▶ _What this task involves_: Output, without any change, the lines of the material below from the one containing "Locate the car window" through the one containing "(1012, 583)", including both, and nothing else.

Dataset excerpt:
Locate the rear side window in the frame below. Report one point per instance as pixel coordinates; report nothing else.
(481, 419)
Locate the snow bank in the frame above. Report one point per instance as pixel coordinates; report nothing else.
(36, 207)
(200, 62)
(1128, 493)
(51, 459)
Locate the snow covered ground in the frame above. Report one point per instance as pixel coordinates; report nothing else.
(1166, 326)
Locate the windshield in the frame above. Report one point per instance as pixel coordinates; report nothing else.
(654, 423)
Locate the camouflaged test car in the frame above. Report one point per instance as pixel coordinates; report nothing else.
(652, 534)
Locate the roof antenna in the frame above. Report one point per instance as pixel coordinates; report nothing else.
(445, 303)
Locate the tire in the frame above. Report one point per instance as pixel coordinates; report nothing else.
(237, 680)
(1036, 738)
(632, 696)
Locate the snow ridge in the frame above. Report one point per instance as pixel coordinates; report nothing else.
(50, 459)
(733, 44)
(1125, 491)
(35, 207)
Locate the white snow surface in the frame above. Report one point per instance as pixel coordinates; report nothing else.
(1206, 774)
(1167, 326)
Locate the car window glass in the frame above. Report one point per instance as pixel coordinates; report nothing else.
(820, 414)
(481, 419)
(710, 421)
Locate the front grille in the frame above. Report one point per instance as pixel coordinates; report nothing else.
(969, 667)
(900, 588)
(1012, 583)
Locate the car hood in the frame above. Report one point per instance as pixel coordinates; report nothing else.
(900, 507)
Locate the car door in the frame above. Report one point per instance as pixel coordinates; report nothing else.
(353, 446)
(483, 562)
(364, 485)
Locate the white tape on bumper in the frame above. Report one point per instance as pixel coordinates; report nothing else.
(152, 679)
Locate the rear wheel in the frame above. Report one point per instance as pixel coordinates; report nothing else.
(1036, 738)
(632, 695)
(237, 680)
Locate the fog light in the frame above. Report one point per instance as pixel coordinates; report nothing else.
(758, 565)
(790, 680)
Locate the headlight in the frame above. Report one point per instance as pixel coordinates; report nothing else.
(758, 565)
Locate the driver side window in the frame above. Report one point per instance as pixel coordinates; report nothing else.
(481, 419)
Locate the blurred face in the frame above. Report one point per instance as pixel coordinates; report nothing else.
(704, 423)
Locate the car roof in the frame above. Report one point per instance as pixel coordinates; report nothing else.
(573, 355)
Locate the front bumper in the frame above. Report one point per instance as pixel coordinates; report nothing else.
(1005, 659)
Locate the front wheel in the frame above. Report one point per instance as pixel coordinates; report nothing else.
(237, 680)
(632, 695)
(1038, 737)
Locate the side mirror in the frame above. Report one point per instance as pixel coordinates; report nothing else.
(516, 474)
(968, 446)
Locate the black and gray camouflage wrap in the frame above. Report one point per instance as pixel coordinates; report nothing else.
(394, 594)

▶ _Output for this task_:
Locate the car window glass in the frame above. Report one point per instance as pixel coordinates; report nothing else.
(820, 414)
(481, 419)
(710, 421)
Locate the front grille in the frame above. Report one point per instance as pixel coordinates; report nothing else.
(969, 667)
(900, 588)
(1012, 583)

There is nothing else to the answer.